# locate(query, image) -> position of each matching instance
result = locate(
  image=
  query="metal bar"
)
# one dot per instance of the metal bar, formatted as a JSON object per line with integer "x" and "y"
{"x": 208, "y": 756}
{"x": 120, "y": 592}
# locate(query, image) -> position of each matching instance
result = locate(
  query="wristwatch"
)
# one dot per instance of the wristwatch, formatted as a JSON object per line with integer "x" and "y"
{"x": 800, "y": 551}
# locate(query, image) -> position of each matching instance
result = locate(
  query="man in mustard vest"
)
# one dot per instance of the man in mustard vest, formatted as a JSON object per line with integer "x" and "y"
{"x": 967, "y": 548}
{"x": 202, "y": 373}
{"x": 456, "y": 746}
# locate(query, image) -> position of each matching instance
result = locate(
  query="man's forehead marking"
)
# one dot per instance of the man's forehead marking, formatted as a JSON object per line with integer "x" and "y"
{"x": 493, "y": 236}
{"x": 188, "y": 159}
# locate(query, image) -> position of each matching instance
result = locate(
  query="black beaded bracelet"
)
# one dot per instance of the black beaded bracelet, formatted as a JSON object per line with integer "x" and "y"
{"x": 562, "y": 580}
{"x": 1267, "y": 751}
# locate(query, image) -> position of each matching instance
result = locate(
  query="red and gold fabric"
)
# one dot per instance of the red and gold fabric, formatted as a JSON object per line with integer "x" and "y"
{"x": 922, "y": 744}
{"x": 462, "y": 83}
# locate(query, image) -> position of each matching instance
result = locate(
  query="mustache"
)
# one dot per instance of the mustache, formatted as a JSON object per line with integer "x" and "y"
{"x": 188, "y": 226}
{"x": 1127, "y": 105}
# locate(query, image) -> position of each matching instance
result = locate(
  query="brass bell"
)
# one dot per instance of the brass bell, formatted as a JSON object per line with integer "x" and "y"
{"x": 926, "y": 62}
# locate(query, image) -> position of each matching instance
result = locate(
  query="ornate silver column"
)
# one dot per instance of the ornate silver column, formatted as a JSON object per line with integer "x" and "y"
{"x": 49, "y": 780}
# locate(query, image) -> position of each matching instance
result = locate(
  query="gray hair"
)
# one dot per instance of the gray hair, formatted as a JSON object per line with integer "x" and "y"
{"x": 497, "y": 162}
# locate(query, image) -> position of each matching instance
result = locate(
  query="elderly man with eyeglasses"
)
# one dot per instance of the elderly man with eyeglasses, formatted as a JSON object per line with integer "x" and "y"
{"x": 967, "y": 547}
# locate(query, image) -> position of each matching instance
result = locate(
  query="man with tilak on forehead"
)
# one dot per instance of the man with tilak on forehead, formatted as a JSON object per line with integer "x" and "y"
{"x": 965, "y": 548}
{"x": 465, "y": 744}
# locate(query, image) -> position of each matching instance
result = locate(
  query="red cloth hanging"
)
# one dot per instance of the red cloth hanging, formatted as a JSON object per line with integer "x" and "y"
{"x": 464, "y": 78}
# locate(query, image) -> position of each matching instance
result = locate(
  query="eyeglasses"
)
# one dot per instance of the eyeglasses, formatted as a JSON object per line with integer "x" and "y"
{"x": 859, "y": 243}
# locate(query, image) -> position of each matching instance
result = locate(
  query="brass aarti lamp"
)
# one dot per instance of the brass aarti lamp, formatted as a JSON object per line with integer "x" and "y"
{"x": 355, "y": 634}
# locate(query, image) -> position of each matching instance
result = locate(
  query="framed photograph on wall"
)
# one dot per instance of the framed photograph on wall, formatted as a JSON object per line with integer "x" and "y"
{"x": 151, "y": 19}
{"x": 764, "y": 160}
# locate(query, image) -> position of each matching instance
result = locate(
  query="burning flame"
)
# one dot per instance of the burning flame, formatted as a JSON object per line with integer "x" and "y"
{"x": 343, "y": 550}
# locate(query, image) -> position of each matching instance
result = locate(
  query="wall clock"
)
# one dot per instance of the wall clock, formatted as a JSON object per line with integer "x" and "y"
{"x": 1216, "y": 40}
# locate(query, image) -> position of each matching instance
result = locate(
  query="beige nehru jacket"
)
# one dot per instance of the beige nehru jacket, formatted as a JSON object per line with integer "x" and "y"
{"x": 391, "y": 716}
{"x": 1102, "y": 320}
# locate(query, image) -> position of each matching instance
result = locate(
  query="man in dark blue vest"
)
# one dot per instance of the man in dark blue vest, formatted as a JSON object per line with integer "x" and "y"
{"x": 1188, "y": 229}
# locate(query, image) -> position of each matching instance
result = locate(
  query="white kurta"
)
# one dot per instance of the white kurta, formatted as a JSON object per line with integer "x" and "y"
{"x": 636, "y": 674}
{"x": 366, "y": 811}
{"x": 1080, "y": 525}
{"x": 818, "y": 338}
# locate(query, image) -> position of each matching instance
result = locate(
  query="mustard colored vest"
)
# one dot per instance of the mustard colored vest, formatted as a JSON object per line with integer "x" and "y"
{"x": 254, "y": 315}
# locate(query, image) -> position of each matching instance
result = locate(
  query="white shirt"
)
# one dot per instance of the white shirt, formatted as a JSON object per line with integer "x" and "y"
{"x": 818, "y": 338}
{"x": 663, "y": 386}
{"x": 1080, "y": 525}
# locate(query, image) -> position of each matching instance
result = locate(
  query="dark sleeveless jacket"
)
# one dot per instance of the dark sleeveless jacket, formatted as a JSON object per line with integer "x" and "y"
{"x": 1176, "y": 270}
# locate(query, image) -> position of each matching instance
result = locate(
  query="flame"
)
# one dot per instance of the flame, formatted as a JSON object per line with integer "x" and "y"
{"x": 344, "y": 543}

# Prompt
Every record should be given again exactly.

# Result
# locate(query, image) -> position of each matching instance
result = locate(
  image=
  query="metal bar"
)
# one dot per instance of the metal bar, formatted as a JSON object per line with integer "x" and "y"
{"x": 208, "y": 756}
{"x": 120, "y": 592}
# locate(query, image) -> position of each matching instance
result = locate(
  query="wristwatch"
)
# one dot per instance of the wristwatch, formatted as a JSON object per line with integer "x" and "y"
{"x": 800, "y": 551}
# locate(query, image) -> position of each matching instance
result = locate(
  query="man in mustard vest"
)
# one dot per instance of the man in mustard vest, formatted as a JSON object per line with integer "x" and "y"
{"x": 967, "y": 548}
{"x": 202, "y": 373}
{"x": 456, "y": 746}
# locate(query, image) -> position of each matching instance
result = locate(
  query="man's forehead marking"
)
# one dot per instance of the man's forehead marking, formatted as a JSON object per line with integer "x" and "y"
{"x": 493, "y": 236}
{"x": 188, "y": 159}
# locate(query, image) -> position of each matching instance
result = locate(
  query="black beaded bracelet"
)
# one dot per instance of the black beaded bracelet, formatted as a JSON object per line with integer "x" and "y"
{"x": 562, "y": 580}
{"x": 1267, "y": 751}
# locate(query, image) -> position of each matching instance
result = locate(
  query="red and gold fabric"
)
# one dot per instance of the red and gold fabric, formatted as a JSON object per line with integer "x" and "y"
{"x": 922, "y": 744}
{"x": 462, "y": 83}
# locate(query, image) -> position of each matching instance
result = locate(
  query="mustache"
)
# one dot per instance of the mustache, formatted as a JSON object per line with integer "x" and "y"
{"x": 188, "y": 226}
{"x": 1127, "y": 105}
# locate(query, image) -> position of each matching instance
result = locate(
  query="brass bell"
)
# one dot per instance of the brass bell, formatted as a JSON object per line with integer "x" and "y"
{"x": 926, "y": 62}
# locate(query, image) -> position of each matching instance
result = locate(
  query="ornate silver column"
)
# one dot per instance of the ornate silver column, formatted as a JSON object per line with integer "x" and "y"
{"x": 49, "y": 780}
# locate(query, image) -> position of each matching instance
result = locate(
  query="gray hair"
)
# one dot per instance of the gray hair, formatted as a JSON object per line with integer "x" and "y"
{"x": 497, "y": 162}
# locate(query, image) -> position of each matching instance
result = locate(
  query="elderly man with eyeglasses"
)
# one dot per instance of the elderly man with eyeglasses, formatted as a JSON object per line with integer "x" and "y"
{"x": 967, "y": 547}
# locate(query, image) -> position of each matching instance
result = locate(
  query="man with tilak on forehead"
)
# one dot per instance of the man with tilak on forehead, formatted as a JSON object per line with integer "x" and "y"
{"x": 965, "y": 548}
{"x": 465, "y": 744}
# locate(query, image) -> position of each matching instance
result = locate(
  query="red cloth hanging"
)
# one dot per instance of the red cloth hanging, formatted as a JSON object per line with integer "x" and "y"
{"x": 464, "y": 78}
# locate(query, image) -> position of each matching instance
result = locate(
  query="eyeglasses"
)
# one dot per instance of the eyeglasses, formatted as a JSON object per line with integer "x" and "y"
{"x": 859, "y": 243}
# locate(query, image) -> position of each matching instance
result = locate(
  query="brass aarti lamp"
)
# one dot per instance of the brass aarti lamp, formatted as a JSON object per line with integer "x" and "y"
{"x": 355, "y": 634}
# locate(query, image) -> position of each matching instance
result = locate(
  query="framed photograph on wall"
)
# one dot per instance of the framed photograph on wall, formatted as a JSON object per line with integer "x" and "y"
{"x": 151, "y": 19}
{"x": 764, "y": 160}
# locate(query, image) -> position of each matching instance
result = locate(
  query="burning flame"
)
# one dot per instance of the burning flame, formatted as a JSON object per line with integer "x" and "y"
{"x": 343, "y": 550}
# locate(query, image) -> position of each matching instance
result = locate(
  query="wall clock"
)
# one dot per instance of the wall clock, formatted as a JSON object per line with integer "x" and "y"
{"x": 1216, "y": 40}
# locate(query, image) -> position of each matching instance
result = locate(
  query="beige nehru jacket"
)
# one dot per instance of the beige nehru jacket, formatted as a JSON object per line with integer "x" and "y"
{"x": 391, "y": 716}
{"x": 1102, "y": 320}
# locate(query, image) -> position of each matching instance
result = locate(
  query="man in dark blue vest"
)
# one dot per instance of the man in dark blue vest, formatted as a JSON object per line with integer "x" and "y"
{"x": 1188, "y": 229}
# locate(query, image) -> position of each matching instance
result = locate(
  query="white kurta"
)
# one dot per instance of the white kurta, formatted as a JSON object per line with integer "x" and "y"
{"x": 636, "y": 674}
{"x": 366, "y": 811}
{"x": 1080, "y": 525}
{"x": 818, "y": 338}
# locate(query, image) -> position of each matching instance
result = locate(
  query="mustard colored vest"
)
# one dot per instance of the mustard colored vest, formatted as a JSON object per line with integer "x" and "y"
{"x": 254, "y": 315}
# locate(query, image) -> position of each matching instance
result = locate(
  query="white shirt"
)
# one dot per instance of the white shirt, formatted as a JSON object per line with integer "x" and "y"
{"x": 818, "y": 338}
{"x": 663, "y": 386}
{"x": 1080, "y": 525}
# locate(query, image) -> position of each matching instance
result = locate(
  query="dark sleeveless jacket"
)
# one dot per instance of the dark sleeveless jacket, formatted as a JSON object per line with integer "x" and "y"
{"x": 1176, "y": 270}
# locate(query, image) -> position of each matching instance
result = locate(
  query="flame"
)
# one dot per instance of the flame, formatted as a JSON object per line with integer "x" and "y"
{"x": 344, "y": 543}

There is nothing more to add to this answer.